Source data
• • • • • • •
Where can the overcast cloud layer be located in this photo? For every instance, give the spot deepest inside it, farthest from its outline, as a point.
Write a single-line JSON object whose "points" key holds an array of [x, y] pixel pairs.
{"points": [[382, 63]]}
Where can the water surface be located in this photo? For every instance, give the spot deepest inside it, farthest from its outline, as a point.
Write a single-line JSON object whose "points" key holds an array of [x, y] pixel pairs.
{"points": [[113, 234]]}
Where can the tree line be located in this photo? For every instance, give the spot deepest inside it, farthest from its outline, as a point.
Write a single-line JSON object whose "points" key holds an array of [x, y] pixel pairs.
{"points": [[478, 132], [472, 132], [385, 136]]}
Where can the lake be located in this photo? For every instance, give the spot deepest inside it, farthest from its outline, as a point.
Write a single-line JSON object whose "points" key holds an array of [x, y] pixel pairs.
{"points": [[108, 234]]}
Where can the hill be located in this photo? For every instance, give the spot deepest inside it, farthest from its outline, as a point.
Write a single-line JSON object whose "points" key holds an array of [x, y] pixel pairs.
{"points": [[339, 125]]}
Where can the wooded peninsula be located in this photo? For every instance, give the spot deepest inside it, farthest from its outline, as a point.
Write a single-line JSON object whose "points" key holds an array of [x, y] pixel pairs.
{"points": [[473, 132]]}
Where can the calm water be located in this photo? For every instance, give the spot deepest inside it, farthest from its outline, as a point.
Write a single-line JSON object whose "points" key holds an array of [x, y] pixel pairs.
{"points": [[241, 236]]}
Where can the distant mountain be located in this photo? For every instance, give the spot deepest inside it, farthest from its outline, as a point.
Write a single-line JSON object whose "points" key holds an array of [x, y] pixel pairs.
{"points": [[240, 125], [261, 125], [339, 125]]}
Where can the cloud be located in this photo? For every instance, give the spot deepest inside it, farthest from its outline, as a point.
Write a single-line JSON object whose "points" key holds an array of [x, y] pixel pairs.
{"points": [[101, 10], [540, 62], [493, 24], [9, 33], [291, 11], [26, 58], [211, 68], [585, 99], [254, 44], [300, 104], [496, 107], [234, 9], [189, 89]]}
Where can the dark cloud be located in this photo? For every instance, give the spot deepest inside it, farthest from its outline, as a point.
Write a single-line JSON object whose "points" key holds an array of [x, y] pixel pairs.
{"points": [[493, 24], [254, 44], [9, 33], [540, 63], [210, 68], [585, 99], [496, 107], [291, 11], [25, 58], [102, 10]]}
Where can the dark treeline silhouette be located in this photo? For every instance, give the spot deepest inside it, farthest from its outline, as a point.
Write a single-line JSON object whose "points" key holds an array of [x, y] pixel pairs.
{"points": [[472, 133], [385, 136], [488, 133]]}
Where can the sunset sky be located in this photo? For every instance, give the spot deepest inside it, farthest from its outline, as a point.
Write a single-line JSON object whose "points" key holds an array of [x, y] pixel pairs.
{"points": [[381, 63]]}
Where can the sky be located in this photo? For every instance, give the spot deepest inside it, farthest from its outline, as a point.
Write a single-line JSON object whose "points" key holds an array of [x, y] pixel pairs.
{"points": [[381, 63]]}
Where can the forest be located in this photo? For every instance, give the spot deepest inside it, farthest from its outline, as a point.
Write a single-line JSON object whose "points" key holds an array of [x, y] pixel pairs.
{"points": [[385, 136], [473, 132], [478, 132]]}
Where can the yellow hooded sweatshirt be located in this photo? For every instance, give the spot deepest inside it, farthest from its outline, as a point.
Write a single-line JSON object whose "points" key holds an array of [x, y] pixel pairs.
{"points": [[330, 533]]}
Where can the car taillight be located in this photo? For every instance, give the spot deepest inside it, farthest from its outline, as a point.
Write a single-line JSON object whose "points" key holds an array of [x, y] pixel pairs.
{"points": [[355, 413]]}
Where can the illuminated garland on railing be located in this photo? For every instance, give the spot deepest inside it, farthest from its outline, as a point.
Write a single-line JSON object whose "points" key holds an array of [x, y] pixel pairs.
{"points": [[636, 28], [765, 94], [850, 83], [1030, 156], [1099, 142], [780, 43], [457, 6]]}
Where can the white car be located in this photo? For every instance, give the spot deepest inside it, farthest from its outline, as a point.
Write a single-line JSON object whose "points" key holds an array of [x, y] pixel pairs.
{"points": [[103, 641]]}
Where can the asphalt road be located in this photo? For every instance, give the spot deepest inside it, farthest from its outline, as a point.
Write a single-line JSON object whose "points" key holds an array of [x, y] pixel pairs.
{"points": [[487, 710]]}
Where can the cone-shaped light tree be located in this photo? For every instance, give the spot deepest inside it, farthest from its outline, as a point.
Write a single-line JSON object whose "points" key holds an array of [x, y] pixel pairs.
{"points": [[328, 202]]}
• • • • • • •
◆ DIRECTIONS
Give everything from the line containing "Where can the cone-shaped" down to the end of the items as a numbered list, leaving out any blank lines.

◆ RESPONSE
1. Where can the cone-shaped light tree be located in this photo? For every instance, give the spot deepest inside it, farthest from its outline, as a point.
2. Write a single-line JSON object whose "points" key holds an array of [x, y] pixel pairs.
3. {"points": [[328, 202]]}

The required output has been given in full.